> Task instructions:
Copy out every one of the records below word for word, with nothing changed.
○ ○ ○ ○ ○ ○ ○
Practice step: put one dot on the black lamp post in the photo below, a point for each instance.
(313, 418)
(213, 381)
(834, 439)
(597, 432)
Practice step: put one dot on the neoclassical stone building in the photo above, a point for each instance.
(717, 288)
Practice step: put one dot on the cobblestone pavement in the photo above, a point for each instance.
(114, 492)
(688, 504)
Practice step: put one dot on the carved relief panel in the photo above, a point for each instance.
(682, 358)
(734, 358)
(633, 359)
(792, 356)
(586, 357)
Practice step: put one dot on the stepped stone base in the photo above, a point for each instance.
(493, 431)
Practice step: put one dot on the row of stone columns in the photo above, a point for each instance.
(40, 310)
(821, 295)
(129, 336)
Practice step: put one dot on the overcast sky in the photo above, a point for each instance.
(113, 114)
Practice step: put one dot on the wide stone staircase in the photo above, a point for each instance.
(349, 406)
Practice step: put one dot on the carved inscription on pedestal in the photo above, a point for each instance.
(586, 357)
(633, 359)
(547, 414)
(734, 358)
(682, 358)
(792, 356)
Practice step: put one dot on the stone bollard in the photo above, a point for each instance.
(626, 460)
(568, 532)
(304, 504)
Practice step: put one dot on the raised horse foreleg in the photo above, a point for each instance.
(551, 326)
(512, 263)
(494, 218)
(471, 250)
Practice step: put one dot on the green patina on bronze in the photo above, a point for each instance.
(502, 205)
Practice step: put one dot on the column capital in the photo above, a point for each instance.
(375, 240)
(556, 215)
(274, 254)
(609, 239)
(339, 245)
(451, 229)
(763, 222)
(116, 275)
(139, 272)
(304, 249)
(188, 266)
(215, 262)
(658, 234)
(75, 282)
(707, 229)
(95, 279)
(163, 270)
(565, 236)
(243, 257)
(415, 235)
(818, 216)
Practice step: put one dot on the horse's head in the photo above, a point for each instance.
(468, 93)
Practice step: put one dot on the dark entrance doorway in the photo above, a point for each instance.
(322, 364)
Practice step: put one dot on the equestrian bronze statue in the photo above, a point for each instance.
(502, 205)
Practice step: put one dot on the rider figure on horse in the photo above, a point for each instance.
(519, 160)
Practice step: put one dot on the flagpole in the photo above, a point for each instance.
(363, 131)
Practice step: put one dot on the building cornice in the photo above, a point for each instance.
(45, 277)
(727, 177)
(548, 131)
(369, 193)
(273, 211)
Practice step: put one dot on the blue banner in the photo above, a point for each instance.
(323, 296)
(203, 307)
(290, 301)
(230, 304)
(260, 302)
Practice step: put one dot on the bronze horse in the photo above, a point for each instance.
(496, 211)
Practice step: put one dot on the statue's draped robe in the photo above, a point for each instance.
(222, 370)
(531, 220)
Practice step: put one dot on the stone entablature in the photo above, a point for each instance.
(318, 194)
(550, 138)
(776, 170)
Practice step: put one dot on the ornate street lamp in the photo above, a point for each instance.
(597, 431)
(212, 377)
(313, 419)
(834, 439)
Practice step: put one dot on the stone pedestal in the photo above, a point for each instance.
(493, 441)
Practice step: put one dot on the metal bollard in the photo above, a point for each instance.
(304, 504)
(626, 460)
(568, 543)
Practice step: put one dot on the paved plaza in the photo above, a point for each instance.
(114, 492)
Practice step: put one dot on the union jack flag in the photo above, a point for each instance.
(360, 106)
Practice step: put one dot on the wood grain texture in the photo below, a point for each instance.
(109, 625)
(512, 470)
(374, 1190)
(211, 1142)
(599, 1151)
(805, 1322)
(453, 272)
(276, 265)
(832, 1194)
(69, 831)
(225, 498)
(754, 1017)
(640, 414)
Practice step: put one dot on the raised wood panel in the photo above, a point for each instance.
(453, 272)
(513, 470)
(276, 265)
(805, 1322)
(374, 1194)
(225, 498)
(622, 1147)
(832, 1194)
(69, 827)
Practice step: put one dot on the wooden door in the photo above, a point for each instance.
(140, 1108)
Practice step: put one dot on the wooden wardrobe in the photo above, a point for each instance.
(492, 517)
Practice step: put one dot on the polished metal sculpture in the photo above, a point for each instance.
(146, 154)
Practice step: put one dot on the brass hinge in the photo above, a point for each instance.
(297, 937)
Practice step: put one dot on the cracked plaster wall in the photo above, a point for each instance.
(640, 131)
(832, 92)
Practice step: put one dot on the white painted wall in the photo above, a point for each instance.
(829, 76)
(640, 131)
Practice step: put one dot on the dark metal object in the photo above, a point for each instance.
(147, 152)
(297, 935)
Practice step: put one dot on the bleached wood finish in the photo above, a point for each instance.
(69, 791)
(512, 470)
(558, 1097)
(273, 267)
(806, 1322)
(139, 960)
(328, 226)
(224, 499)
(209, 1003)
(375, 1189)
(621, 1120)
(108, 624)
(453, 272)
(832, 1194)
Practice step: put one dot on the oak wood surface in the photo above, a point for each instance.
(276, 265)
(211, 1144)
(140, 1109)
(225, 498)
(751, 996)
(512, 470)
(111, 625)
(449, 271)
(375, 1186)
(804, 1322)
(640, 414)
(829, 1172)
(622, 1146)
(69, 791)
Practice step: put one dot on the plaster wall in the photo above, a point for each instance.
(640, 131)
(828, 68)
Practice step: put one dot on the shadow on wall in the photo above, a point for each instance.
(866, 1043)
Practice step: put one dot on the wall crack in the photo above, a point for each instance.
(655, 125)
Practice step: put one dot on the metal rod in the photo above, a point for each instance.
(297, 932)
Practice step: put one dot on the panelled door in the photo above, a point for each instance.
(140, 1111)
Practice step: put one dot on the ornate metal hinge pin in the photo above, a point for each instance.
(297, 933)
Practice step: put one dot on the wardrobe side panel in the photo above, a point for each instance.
○ ○ ○ ○ ○ ○ ○
> Answer to the exercise:
Practice step: put one dot on the black lamp post in the photo below, a point for each instance.
(313, 418)
(213, 381)
(834, 439)
(597, 432)
Practice step: put one dot on the neoclassical stone building in the photo above, a point for each instance.
(717, 288)
Practice step: put one dot on the cobblestone pavement in the photo above, a point for each instance.
(114, 492)
(688, 504)
Practice step: put one dot on the carved relief panel in the photo above, a point for each instance.
(682, 358)
(734, 358)
(633, 359)
(792, 356)
(586, 357)
Practice step: put one dot on the stepped stone base in the photo above, a point for each instance.
(493, 431)
Practice step: put one dot on the row of stone columns in the photo above, a point for each instance.
(40, 310)
(821, 295)
(129, 336)
Practice step: put one dot on the overcast sky in the photo above, a point for each instance.
(113, 114)
Practice step: put one dot on the wide stone staircase in the photo above, a point for each instance.
(349, 406)
Practice step: put one dot on the carved inscription on pedestal in the photo above, a point for each instance.
(586, 357)
(633, 359)
(547, 414)
(734, 358)
(682, 358)
(792, 356)
Practice step: put one dot on the stone bollard in the photo above, a point for each instance.
(626, 460)
(568, 532)
(304, 504)
Practice step: put one dot on the raised horse foreleg in the photo above, a point for each instance.
(551, 326)
(512, 263)
(494, 218)
(471, 250)
Practice step: put one dot on the green patina on bronze in the photo above, a point for each instance.
(502, 205)
Practice step: put one dot on the column capital in the photo above, a point for each instance.
(375, 240)
(556, 215)
(274, 254)
(609, 239)
(339, 245)
(451, 229)
(763, 222)
(116, 275)
(139, 272)
(304, 249)
(188, 266)
(215, 262)
(658, 234)
(75, 282)
(707, 229)
(95, 279)
(163, 270)
(565, 236)
(243, 257)
(415, 235)
(818, 216)
Practice step: put one dot on the horse's head in the photo above, a point for each instance.
(468, 93)
Practice step: put one dot on the dark entrance doorway in the photo above, a point for each instance.
(322, 364)
Practice step: put one dot on the equestrian bronze statue in the photo above, a point for each instance.
(502, 205)
Practice step: put one dot on the rider figure on horse in the photo above, a point for each instance.
(519, 160)
Practice step: put one dot on the flagpole in the photo above, a point for each instance.
(363, 131)
Practice step: put one dot on the building cornice in the photo above, a point for each instance.
(45, 277)
(727, 177)
(548, 131)
(369, 193)
(273, 211)
Practice step: put one dot on the blue banner in the photo above, a point for each instance.
(323, 296)
(203, 307)
(290, 301)
(230, 304)
(260, 302)
Practice step: put one dot on the bronze horse in the photo above, a point for each instance.
(496, 211)
Practice step: put one dot on the statue's draped robe in the photo above, a point for each instance.
(222, 370)
(531, 220)
Practice step: put one dot on the stone entablature in the photo above, a point for each instance.
(318, 194)
(550, 138)
(776, 170)
Practice step: put one dot on the ornate street lamp in the photo above, a point for each instance.
(597, 431)
(212, 377)
(313, 419)
(834, 439)
Practice step: put one dot on the stone pedestal in the photo above, a point for each instance.
(493, 441)
Practice step: put one dot on the metal bollard in the photo above, a point for each instance.
(304, 504)
(626, 460)
(568, 543)
Practice step: put one dot on the paved plaza in the photo above, a point for each instance.
(114, 492)
Practice step: put one dot on the union jack flag in the photo above, a point for each instance.
(360, 106)
Practice step: put one dot on the wood grain texture in the photo below, a point for each instance.
(109, 625)
(512, 470)
(374, 1190)
(211, 1142)
(599, 1151)
(805, 1322)
(453, 272)
(276, 265)
(832, 1194)
(69, 831)
(225, 498)
(754, 1017)
(640, 414)
Practice step: put one dot on the raised wood panel in the photo above, a point for each instance.
(453, 272)
(513, 470)
(276, 265)
(805, 1322)
(374, 1194)
(225, 498)
(622, 1147)
(832, 1194)
(69, 827)
Practice step: put one dot on the wooden door in the photo above, a point for each instance.
(140, 1108)
Practice step: put one dot on the wooden wardrobe in the photo above, a point for each instance.
(492, 517)
Practice step: put one dot on the polished metal sculpture in the photo above, a point for each instance.
(146, 154)
Practice step: put one dot on the brass hinge in the photo above, a point for each instance.
(297, 937)
Practice step: put one dot on the cracked plaster wall in the photo above, a point for each instance.
(640, 131)
(832, 92)
Practice step: put one dot on the white painted wall in the photo above, a point for each instance.
(829, 76)
(640, 131)
Practice step: put one dot on the dark metal object in the photo above, a point for each instance.
(147, 152)
(297, 935)
Practice step: put one dot on the bleached wood finish in the photo above, a point for each instance.
(69, 791)
(512, 470)
(558, 1097)
(273, 267)
(806, 1322)
(139, 960)
(328, 226)
(224, 499)
(209, 1003)
(375, 1189)
(621, 1120)
(108, 624)
(453, 272)
(832, 1194)
Practice step: put one dot on the oak wood surface in the photo above, a point for each instance.
(276, 265)
(211, 1144)
(140, 1109)
(225, 498)
(751, 996)
(512, 470)
(111, 625)
(449, 271)
(375, 1186)
(804, 1322)
(640, 414)
(829, 1172)
(622, 1146)
(69, 791)
Practice step: put one dot on the plaster wall in the photo above, a point for each instance.
(640, 131)
(828, 68)
Practice step: put one dot on the shadow on wall in the photo above, a point for each instance.
(866, 1043)
Practice step: put one dot on the wall crack in the photo above, a point for each instance.
(655, 125)
Practice step: put one dot on the metal rod in the photo above, a point for each instance.
(297, 932)
Practice step: put one dot on the panelled door in the photo above, a point for each instance.
(140, 1111)
Practice step: put one dot on the ornate metal hinge pin in the photo above, a point for each instance.
(297, 933)
Practice step: put one dot on the wardrobe side panel in the photo above, a point for each instance.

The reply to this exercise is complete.